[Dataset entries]
┌────────

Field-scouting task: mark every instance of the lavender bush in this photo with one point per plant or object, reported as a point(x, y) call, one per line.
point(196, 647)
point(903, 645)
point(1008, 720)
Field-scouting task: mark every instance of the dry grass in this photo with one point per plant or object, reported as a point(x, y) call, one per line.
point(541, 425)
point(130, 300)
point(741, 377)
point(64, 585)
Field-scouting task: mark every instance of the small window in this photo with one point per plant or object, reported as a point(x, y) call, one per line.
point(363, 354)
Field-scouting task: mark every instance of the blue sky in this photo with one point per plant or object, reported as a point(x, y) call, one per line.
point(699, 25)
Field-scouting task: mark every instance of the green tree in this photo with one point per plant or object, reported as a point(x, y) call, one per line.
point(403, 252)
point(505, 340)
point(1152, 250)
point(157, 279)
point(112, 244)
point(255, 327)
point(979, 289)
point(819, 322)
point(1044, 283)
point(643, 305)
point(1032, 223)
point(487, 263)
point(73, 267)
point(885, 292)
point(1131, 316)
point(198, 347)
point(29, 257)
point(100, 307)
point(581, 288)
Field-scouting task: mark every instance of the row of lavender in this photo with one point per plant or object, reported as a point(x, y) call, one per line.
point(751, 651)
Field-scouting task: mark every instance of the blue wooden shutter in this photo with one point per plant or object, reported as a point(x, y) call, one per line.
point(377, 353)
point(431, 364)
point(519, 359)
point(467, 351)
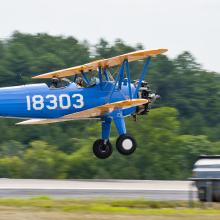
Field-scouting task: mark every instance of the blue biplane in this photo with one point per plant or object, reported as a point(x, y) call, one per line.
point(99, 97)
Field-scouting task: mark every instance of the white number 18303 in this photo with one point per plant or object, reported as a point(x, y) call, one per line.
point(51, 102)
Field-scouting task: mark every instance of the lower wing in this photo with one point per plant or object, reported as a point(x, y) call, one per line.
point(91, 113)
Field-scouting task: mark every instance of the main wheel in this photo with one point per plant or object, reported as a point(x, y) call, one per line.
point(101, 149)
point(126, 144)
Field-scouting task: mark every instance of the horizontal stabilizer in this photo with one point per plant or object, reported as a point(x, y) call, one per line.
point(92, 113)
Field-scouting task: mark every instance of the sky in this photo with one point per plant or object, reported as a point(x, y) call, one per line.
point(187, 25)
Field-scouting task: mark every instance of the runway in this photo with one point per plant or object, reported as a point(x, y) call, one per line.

└────────

● **What to work on**: Please print all the lines above exactly as given and leave out every picture.

● **Solution to this exercise**:
Field-scouting task: mark every instance of the lavender bush in this photo with one point per plant or object, reported as a point(x, y) call, one per line.
point(196, 647)
point(903, 645)
point(1008, 720)
Field-scouting task: mark every instance of the dry grass in this photo with one point per plant or object, reported as a point(x, y) call, one per line.
point(541, 425)
point(130, 300)
point(741, 377)
point(64, 585)
Field-scouting task: mark every instance of the small window in this photo with one point per plant or object, reported as a point(x, y) call, one per line.
point(363, 354)
Field-scouting task: mark every instance of the blue sky in this photo with one point per plant or object, reported as a point(x, y) call, one per line.
point(699, 25)
Field-scouting task: mark every instance of the green tree in this photo with one point per plant or object, reported as a point(x, y) call, one per line.
point(403, 252)
point(505, 340)
point(1152, 250)
point(157, 279)
point(112, 244)
point(255, 327)
point(979, 289)
point(819, 322)
point(1044, 283)
point(643, 305)
point(1032, 223)
point(487, 263)
point(73, 267)
point(885, 292)
point(1131, 316)
point(198, 347)
point(29, 257)
point(100, 307)
point(581, 288)
Field-scouting task: mark every instance of the row of lavender in this photo with one point per plant or object, reported as a point(x, y) call, one per line.
point(751, 651)
Field-scouting task: mark every instance of the blue wooden shutter in this photo with one point per plant or object, reported as a point(x, y) call, one per line.
point(377, 353)
point(431, 364)
point(519, 359)
point(467, 351)
Field-scouting task: mark every instance of the blue biplane in this photo with one point per plant or object, reported as a point(x, y) call, one per line.
point(99, 97)
Field-scouting task: mark every instance of the white number 18303 in this photo with one point per plant or object, reported as a point(x, y) call, one per line.
point(51, 102)
Field-scouting task: mark every instance of the lower wing in this photo with one point per plant or object, reported as a point(x, y) call, one per line.
point(91, 113)
Field-scouting task: mark every instance of the main wheel in this photo with one point per plant or object, reported as a point(x, y) call, one per line.
point(101, 149)
point(126, 144)
Field-scouting task: mark every instance of the horizontal stabilizer in this photo with one point per plant or object, reported as a point(x, y) call, one per line.
point(92, 113)
Field-scouting task: mark every instance of the sky in this photo with one point per plant or object, reported as a point(x, y) call, one per line.
point(187, 25)
Field-scouting task: mark every instance of the runway in this photo with one point per plant or object, reported as a point(x, y) call, one per line.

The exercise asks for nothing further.